Work required: Look at the entries below and reproduce them exactly.

# # # #

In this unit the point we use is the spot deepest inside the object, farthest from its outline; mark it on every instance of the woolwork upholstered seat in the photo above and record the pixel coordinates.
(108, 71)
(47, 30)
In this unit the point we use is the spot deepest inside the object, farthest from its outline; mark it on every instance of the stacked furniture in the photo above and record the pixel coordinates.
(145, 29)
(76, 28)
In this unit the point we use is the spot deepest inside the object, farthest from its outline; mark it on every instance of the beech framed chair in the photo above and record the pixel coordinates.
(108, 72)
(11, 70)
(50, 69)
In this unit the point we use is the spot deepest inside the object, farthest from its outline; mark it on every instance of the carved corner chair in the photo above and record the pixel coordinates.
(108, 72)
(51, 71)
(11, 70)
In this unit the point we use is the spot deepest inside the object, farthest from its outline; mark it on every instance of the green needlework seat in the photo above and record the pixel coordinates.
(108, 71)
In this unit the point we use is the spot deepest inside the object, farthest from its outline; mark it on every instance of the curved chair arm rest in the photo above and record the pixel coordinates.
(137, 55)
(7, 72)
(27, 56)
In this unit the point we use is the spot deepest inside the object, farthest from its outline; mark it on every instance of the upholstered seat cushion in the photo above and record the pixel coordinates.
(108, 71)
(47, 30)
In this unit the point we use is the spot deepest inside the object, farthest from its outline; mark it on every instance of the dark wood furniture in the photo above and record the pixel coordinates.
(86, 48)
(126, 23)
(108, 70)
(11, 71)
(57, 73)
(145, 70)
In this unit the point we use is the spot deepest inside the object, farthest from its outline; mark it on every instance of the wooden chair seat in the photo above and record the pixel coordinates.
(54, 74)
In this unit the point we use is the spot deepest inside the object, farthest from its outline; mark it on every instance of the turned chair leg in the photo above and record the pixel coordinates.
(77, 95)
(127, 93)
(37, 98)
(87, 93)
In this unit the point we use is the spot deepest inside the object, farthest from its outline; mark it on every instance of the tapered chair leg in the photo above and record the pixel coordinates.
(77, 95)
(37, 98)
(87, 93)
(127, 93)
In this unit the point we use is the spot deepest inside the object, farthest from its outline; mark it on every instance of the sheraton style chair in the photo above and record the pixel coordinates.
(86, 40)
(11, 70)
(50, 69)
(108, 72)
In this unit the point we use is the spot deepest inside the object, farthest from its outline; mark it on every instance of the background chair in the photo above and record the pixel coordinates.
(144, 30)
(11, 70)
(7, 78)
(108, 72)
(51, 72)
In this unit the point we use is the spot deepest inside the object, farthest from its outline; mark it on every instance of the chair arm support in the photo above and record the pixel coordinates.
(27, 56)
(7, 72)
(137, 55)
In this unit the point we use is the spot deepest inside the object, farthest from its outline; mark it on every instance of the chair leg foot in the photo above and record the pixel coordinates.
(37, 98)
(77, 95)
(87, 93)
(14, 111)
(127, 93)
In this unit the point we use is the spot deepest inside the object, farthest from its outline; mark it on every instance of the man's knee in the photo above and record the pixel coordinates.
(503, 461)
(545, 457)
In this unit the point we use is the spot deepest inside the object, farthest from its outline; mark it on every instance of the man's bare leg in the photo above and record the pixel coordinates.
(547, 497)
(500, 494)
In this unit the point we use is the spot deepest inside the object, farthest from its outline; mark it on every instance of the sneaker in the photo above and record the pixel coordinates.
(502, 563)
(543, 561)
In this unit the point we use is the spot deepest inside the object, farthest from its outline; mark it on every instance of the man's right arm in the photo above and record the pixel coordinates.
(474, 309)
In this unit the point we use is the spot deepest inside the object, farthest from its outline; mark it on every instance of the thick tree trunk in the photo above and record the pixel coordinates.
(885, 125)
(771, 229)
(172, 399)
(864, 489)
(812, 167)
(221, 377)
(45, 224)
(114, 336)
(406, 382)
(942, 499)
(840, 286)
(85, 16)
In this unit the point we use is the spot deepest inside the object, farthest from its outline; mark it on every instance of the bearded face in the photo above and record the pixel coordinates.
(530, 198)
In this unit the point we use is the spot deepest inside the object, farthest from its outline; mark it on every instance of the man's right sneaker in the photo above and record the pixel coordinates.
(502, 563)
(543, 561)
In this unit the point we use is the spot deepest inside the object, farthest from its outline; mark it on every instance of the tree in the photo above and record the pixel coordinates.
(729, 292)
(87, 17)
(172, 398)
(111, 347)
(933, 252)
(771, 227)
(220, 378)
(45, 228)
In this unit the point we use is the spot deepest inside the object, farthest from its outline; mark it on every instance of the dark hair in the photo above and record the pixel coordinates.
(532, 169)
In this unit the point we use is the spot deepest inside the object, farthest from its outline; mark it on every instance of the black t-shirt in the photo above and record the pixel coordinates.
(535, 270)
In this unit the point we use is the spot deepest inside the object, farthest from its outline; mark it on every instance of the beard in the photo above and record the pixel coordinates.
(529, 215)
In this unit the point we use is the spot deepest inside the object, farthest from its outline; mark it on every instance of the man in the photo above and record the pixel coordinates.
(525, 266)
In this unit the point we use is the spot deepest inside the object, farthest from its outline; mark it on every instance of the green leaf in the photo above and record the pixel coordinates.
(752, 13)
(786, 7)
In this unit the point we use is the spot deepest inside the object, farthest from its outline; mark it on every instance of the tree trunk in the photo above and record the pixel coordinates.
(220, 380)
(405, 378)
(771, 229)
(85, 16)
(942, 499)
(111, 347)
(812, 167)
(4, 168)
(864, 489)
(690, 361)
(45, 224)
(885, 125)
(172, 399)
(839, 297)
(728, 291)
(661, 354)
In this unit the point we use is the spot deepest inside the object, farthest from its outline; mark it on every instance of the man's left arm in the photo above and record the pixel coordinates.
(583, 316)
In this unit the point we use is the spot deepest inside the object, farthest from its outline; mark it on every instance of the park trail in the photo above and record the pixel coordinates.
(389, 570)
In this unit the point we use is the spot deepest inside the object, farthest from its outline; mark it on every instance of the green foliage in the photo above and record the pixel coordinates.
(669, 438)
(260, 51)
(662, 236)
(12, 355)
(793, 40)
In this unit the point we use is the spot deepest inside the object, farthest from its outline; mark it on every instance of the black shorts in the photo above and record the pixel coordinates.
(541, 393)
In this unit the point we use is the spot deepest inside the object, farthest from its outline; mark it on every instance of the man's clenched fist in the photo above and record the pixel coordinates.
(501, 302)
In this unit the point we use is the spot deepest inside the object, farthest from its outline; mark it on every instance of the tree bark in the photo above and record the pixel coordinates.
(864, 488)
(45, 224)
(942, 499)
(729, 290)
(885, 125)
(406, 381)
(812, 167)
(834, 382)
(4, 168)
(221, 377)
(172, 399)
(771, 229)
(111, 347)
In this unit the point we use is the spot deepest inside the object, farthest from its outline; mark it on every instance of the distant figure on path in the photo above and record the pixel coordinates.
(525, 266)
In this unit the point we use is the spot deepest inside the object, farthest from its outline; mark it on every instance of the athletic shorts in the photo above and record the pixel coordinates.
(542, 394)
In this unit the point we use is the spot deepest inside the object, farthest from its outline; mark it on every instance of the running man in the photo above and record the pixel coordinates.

# # # #

Answer to the task:
In this unit the point we use is the spot deepest inside the object, farthest from its outline; mark it on every instance of the woolwork upholstered seat in the photo above and record the pixel coordinates.
(108, 71)
(47, 30)
In this unit the point we use is the spot deepest inside the object, farthest from its outline; mark it on every instance of the stacked furniture in the photo above and record the pixel coordinates.
(145, 29)
(76, 28)
In this unit the point we use is the spot deepest inside the object, farthest from its outline; mark it on every instance of the beech framed chair in the photo above and record the pixel coordinates.
(108, 72)
(11, 70)
(50, 69)
In this unit the point we use is the spot deepest inside the object, farthest from its outline; mark it on every instance of the carved corner chair in the photo above and record the pixel coordinates.
(108, 72)
(51, 71)
(11, 70)
In this unit the point we use is the spot deepest inside the object, farthest from its outline; mark it on every instance of the green needlework seat in the photo above and record the pixel coordinates.
(108, 71)
In this unit the point we use is the spot deepest inside the object, farthest from its outline; mark it on every instance of the curved chair arm rest in the photo above and record the pixel coordinates.
(137, 55)
(7, 72)
(27, 56)
In this unit the point we use is the spot deepest inside the object, farthest from its outline; mark it on every instance of the upholstered seat cushion in the photo above and record the pixel coordinates.
(108, 71)
(47, 30)
In this unit the point we use is the spot deepest inside the object, farthest from its outline; mark it on every instance of the dark wood furniture in the photo above and record the pixel coordinates.
(86, 48)
(126, 23)
(108, 70)
(11, 71)
(57, 73)
(145, 70)
In this unit the point we use is the spot deepest inside the object, farthest from its outline; mark it on every instance of the wooden chair seat in the photo above and record the pixel coordinates.
(54, 74)
In this unit the point we use is the spot deepest inside the object, farthest from its outline; mark it on every instance of the turned chair leg in the photo above and record the pixel coordinates.
(77, 95)
(127, 93)
(37, 98)
(87, 93)
In this unit the point we use is the spot deepest inside the object, farthest from its outline; mark it on every instance of the tapered chair leg in the photo above and record the pixel coordinates.
(77, 95)
(37, 98)
(87, 93)
(127, 93)
In this unit the point we use is the spot deepest inside the object, farthest from its outline; mark it on every instance of the sheraton style chair in the photo above and record the pixel coordinates.
(86, 40)
(11, 70)
(50, 69)
(108, 72)
In this unit the point we use is the spot deepest inside the object, farthest from its outline; mark it on every instance of the background chair in the photo above and record the pixel coordinates.
(144, 30)
(11, 70)
(7, 78)
(108, 72)
(51, 72)
In this unit the point we use is the spot deepest inside the object, farthest from its outline; mark it on every instance of the chair arm support in the photo above and record the pixel coordinates.
(27, 56)
(7, 72)
(137, 55)
In this unit the point we use is the spot deepest inside the object, farthest from its outline; mark it on every instance of the chair leg foot in the photo above and record the pixel coordinates.
(37, 98)
(77, 95)
(87, 93)
(14, 111)
(127, 93)
In this unit the point we use is the spot deepest inside the object, farthest from its outline; mark it on every instance of the man's knee in the photo above and record the pixel coordinates.
(503, 461)
(545, 457)
In this unit the point we use is the spot deepest inside the object, farthest from its outline; mark it on every instance of the man's bare leg in the photo above and record the pixel coordinates.
(547, 497)
(500, 494)
In this unit the point we use is the spot deepest inside the object, farthest from its outline; mark it on every instance of the sneaker in the photo above and record the pixel coordinates.
(502, 563)
(543, 561)
In this unit the point we use is the spot deepest inside the object, farthest from its outline; mark it on every instance of the man's right arm in the photo above and record the pixel coordinates.
(474, 309)
In this unit the point we use is the spot deepest inside the object, farthest from its outline; mark it on every instance of the thick tree trunk in the photo above and record the pixel coordinates.
(885, 125)
(771, 229)
(172, 399)
(864, 489)
(812, 167)
(221, 377)
(45, 224)
(114, 336)
(406, 382)
(942, 499)
(840, 286)
(85, 16)
In this unit the point we use is the spot deepest inside the object, farthest from its outline; mark it on every instance of the bearded face in the photo above and record the pixel coordinates.
(530, 198)
In this unit the point we use is the spot deepest inside the object, farthest from its outline; mark it on every instance of the man's right sneaker in the photo above and record the pixel coordinates.
(502, 563)
(543, 561)
In this unit the point we use is the spot deepest inside the object, farthest from its outline; mark it on every instance of the tree in the photo above and record the pixel coordinates.
(729, 292)
(87, 17)
(172, 398)
(111, 347)
(933, 252)
(771, 227)
(220, 378)
(45, 228)
In this unit the point we use is the spot deepest inside the object, farthest from its outline; mark it on every instance of the dark hair in the photo above and record the pixel coordinates.
(532, 169)
In this unit the point we use is the spot deepest inside the object, farthest from its outline; mark it on every instance of the black t-shirt in the photo above and record the pixel coordinates.
(535, 270)
In this unit the point we use is the spot deepest inside the object, farthest from its outline; mark it on every instance of the beard in the photo above and record the pixel coordinates.
(529, 215)
In this unit the point we use is the spot deepest inside the object, farthest from its outline; mark it on every instance of the man in the photo above and record the pixel coordinates.
(525, 266)
In this unit the point we use is the spot deepest inside the object, farthest from its outline; mark it on every instance of the green leaf in the photo above and record the pixel coordinates.
(752, 13)
(786, 7)
In this unit the point we use is the spot deepest inside the object, farthest from its outline; mark it on every instance of the tree trunk in the photo above and record the pixel coordinates.
(220, 380)
(405, 378)
(771, 229)
(85, 16)
(942, 499)
(111, 347)
(812, 167)
(4, 168)
(864, 489)
(690, 361)
(45, 224)
(885, 125)
(172, 399)
(839, 297)
(728, 291)
(661, 354)
In this unit the point we use is the spot deepest inside the object, farthest from its outline; mark it on every instance of the man's left arm in the photo above and record the pixel coordinates.
(583, 316)
In this unit the point we use is the spot deepest inside the object, farthest from its outline; mark it on every instance of the park trail in the photo above and record the pixel coordinates.
(389, 570)
In this unit the point we use is the spot deepest inside the object, farthest from its outline; mark it on every instance of the green foliage in the photo above and record the pixel coordinates.
(669, 438)
(260, 51)
(662, 236)
(12, 355)
(793, 40)
In this unit the point we use is the spot deepest inside the object, farthest from its outline; mark it on every instance of the black shorts in the photo above and record the pixel coordinates.
(541, 393)
In this unit the point we use is the spot deepest inside the object, farthest from its outline; mark it on every instance of the man's clenched fist in the photo above and record the pixel coordinates.
(501, 302)
In this unit the point we use is the spot deepest inside the object, farthest from its outline; mark it on every instance of the tree bark in the photo above and record the pixel coordinates.
(864, 488)
(45, 224)
(942, 499)
(729, 290)
(885, 125)
(406, 381)
(812, 167)
(834, 382)
(4, 168)
(221, 377)
(172, 399)
(771, 229)
(111, 347)
In this unit the point we use is the spot deepest inside the object, farthest from its outline; mark it on every instance of the distant figure on path in the photo above and record the pixel coordinates.
(525, 266)
In this unit the point we use is the spot deepest inside the object, farthest from its outline; mark it on every instance of the athletic shorts in the photo above and record the pixel coordinates.
(542, 394)
In this unit the point we use is the spot deepest inside the object, farthest from its outline; mark it on every instance of the running man in the photo above and record the pixel coordinates.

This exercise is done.